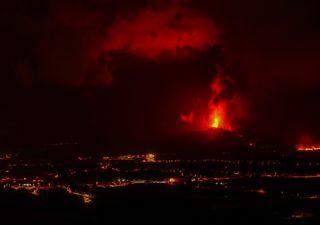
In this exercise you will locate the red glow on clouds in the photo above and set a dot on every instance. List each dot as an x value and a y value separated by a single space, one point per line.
188 118
307 143
152 33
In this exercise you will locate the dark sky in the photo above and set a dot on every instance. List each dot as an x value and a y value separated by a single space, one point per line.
106 69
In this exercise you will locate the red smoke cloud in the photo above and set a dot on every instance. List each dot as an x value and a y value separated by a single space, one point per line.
152 33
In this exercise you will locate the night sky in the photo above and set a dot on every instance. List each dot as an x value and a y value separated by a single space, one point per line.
105 70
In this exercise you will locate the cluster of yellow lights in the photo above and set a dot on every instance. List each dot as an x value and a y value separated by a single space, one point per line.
308 148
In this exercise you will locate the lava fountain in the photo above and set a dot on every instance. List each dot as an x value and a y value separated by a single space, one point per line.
222 109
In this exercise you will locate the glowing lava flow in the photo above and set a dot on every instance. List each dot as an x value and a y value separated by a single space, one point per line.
218 106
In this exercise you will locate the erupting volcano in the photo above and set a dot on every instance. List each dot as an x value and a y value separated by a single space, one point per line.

> ACTIVITY:
Copy the material exactly as written and leave every picture behind.

> TASK SOLUTION:
In this exercise you will locate the red glow on clouds in the photo above and set a dot on every instance. List each dot as an x value and a y value separated by a single space, one point per line.
188 118
307 143
152 33
In this exercise you will locate the dark sky in the photo above and set a dot on every instance. List each dot as an x value and a y value separated by a single space, one point per line.
106 69
In this exercise you will locate the red smoke cloud in the photo above and set a dot on every instance. List each dot as an x value and a y value separated by a single space, one point per line.
152 33
In this exercise you will locate the night sky in the photo above and set a dot on every instance. List each dot as an x value and a y value separated by a single space, one point per line.
105 70
In this exercise you will locate the cluster of yellow lights in the photo above and set a dot on every instance. List each dot as an x value and a y value separated by a single space, one point per line.
308 148
In this exercise you will locate the lava fountain in the photo above and set a dot on every instance. List each dot as an x value and a y value separated by a single space, one point per line.
222 109
In this exercise you will locate the glowing lava flow in the photo above and set a dot on every instance. List each dot as an x value and a y value separated by a single space, one point per line.
218 106
In this exercise you will locate the erupting volcano in the photo above and set a dot on every instance. List each dot as an x value and a y value separated by a single space, one point per line.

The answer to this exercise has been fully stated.